Set down, word for word, the stretch of lines from the one containing "# Target: street lamp post" to the end of the records below.

-- BEGIN --

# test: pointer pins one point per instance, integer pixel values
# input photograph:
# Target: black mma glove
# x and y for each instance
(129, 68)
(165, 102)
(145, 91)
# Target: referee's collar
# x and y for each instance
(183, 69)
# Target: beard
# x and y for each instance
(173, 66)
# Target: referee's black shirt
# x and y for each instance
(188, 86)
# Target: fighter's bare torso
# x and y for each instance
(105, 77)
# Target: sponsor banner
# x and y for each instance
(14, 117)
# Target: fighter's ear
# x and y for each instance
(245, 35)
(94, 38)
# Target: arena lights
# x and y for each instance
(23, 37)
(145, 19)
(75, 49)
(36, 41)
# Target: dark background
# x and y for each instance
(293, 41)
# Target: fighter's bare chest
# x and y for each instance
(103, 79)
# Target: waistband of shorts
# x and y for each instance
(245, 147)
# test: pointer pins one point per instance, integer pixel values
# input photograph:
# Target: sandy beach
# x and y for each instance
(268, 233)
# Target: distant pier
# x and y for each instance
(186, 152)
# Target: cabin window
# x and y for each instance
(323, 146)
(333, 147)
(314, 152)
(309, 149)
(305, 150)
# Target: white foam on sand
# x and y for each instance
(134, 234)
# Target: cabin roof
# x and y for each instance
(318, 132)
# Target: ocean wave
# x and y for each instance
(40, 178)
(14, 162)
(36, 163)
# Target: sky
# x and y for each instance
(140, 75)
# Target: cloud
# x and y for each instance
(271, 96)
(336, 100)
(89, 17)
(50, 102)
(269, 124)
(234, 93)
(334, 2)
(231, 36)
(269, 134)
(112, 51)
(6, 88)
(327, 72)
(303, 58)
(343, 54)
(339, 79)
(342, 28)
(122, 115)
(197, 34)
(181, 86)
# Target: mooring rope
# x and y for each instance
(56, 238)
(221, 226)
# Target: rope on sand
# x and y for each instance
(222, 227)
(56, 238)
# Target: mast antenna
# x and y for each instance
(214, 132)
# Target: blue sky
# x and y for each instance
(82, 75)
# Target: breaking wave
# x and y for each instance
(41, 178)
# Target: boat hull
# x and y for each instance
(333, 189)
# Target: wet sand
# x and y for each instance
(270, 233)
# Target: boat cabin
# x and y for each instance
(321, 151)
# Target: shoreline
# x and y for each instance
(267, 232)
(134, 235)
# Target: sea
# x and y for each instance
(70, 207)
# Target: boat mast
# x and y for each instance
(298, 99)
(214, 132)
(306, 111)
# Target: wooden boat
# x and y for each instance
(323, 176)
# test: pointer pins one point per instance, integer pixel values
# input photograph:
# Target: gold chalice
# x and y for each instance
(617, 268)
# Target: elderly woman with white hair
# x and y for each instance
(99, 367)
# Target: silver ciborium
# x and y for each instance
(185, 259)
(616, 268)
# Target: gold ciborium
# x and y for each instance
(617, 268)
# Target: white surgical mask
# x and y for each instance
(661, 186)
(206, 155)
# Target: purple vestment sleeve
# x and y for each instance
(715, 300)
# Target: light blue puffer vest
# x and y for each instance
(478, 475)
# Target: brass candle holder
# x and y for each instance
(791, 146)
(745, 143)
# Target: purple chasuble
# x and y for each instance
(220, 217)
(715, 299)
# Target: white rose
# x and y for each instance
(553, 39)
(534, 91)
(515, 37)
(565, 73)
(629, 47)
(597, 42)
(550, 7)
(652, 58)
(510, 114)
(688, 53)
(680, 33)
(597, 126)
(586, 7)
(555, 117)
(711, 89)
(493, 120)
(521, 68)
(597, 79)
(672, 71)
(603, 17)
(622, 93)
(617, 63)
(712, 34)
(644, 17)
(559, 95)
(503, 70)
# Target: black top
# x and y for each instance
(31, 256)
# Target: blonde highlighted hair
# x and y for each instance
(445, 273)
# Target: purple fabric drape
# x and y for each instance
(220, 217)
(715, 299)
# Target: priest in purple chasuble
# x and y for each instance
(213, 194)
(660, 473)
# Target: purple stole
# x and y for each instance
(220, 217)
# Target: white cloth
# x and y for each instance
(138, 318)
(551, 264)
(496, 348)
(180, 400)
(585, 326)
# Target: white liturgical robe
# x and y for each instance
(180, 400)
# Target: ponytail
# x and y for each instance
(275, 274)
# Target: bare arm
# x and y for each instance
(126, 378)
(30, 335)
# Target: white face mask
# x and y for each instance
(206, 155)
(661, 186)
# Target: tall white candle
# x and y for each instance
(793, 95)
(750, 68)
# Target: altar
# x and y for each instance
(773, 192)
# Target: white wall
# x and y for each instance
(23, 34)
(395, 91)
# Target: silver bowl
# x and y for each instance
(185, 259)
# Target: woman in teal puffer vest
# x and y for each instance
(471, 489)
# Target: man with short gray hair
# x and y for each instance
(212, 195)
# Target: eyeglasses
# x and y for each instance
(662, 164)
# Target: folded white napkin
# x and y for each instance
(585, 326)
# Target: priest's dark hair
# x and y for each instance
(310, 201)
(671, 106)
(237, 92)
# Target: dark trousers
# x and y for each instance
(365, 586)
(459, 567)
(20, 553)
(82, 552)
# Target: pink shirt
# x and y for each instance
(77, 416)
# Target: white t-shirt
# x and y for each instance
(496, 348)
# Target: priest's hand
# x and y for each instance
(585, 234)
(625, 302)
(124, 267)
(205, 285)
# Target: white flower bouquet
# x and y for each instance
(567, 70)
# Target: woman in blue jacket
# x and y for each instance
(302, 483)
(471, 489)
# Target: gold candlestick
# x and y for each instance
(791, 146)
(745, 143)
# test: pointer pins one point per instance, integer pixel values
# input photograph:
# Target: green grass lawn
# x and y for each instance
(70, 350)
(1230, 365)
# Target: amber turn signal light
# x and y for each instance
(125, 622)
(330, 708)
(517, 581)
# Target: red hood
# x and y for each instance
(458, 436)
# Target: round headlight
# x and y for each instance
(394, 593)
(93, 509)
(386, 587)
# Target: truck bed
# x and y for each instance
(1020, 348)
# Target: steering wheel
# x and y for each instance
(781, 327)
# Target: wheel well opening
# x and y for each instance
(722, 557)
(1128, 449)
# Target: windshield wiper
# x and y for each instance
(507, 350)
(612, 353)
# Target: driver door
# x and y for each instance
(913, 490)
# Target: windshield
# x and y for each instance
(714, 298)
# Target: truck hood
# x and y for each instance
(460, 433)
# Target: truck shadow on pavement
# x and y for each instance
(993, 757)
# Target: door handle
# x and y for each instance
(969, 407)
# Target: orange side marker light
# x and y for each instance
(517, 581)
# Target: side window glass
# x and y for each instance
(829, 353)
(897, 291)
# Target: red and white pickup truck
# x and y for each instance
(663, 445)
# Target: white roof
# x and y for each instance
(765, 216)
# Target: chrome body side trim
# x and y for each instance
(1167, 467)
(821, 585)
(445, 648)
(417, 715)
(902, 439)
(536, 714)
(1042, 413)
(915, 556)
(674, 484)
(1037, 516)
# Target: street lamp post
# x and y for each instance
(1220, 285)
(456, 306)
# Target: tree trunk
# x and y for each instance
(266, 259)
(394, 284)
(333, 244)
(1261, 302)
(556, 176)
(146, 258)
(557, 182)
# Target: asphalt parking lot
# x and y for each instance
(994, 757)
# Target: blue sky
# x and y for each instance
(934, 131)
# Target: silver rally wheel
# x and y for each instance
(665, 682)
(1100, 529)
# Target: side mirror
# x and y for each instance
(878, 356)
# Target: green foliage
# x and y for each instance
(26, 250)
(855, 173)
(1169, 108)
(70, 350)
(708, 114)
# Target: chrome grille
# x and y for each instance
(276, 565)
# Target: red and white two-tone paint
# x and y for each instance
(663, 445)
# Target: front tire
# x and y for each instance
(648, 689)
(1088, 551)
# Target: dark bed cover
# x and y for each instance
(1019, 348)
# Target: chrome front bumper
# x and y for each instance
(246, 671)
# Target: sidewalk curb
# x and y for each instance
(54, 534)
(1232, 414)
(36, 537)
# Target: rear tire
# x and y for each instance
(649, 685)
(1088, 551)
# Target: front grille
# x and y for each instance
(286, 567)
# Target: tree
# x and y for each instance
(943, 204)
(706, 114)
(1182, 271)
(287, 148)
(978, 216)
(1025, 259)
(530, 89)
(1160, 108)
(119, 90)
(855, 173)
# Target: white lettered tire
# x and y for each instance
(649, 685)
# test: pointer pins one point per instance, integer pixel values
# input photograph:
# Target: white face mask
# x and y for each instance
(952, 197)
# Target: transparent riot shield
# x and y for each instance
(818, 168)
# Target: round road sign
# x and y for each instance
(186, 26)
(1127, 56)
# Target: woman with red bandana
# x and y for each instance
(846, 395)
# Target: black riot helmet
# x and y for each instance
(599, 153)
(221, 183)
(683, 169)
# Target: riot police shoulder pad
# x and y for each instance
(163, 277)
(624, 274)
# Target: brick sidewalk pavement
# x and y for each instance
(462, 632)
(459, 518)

-- END --

§ **SOLUTION BELOW**
# Target: street lamp post
# x and y for each instance
(1220, 285)
(456, 306)
# Target: tree trunk
# x and y for each instance
(266, 259)
(394, 284)
(333, 244)
(1261, 302)
(556, 176)
(146, 258)
(557, 182)
# Target: asphalt parking lot
# x and y for each instance
(994, 757)
# Target: blue sky
# x and y for each instance
(934, 131)
# Target: silver rally wheel
# x and y for each instance
(665, 682)
(1100, 529)
# Target: side mirror
# x and y for each instance
(878, 356)
# Target: green foliage
# x and y for each instance
(26, 250)
(855, 173)
(1169, 108)
(70, 350)
(708, 114)
# Target: chrome grille
# x and y for each instance
(276, 565)
# Target: red and white two-tone paint
# x and y for each instance
(663, 445)
# Target: front tire
# x and y for each instance
(648, 689)
(1088, 551)
# Target: dark bed cover
# x and y for each instance
(1019, 348)
# Target: chrome front bumper
# x and y for each instance
(246, 671)
# Target: sidewalk curb
# x and y for each instance
(54, 534)
(1232, 414)
(36, 537)
# Target: rear tire
# x and y for each instance
(649, 685)
(1088, 551)
# Target: front grille
# x and y for each instance
(286, 567)
# Target: tree
# x and y for each instance
(943, 204)
(706, 114)
(1182, 271)
(287, 148)
(978, 216)
(1025, 259)
(530, 89)
(1160, 108)
(119, 90)
(855, 173)
# Target: white lettered tire
# x and y for each instance
(649, 685)
# test: pointer pins one point per instance, integer pixel values
# input photograph:
# Target: white face mask
# x and y for each instance
(952, 197)
# Target: transparent riot shield
# x and y for each instance
(818, 168)
# Target: round road sign
# x and y for each instance
(186, 26)
(1127, 56)
# Target: woman with red bandana
# x and y for each instance
(846, 395)
# Target: black riot helmet
# x and y for each instance
(599, 153)
(221, 183)
(683, 169)
# Target: riot police shoulder pad
# x and y for each instance
(163, 277)
(624, 274)
# Target: brick sidewalk pavement
# x and y for each instance
(462, 632)
(459, 518)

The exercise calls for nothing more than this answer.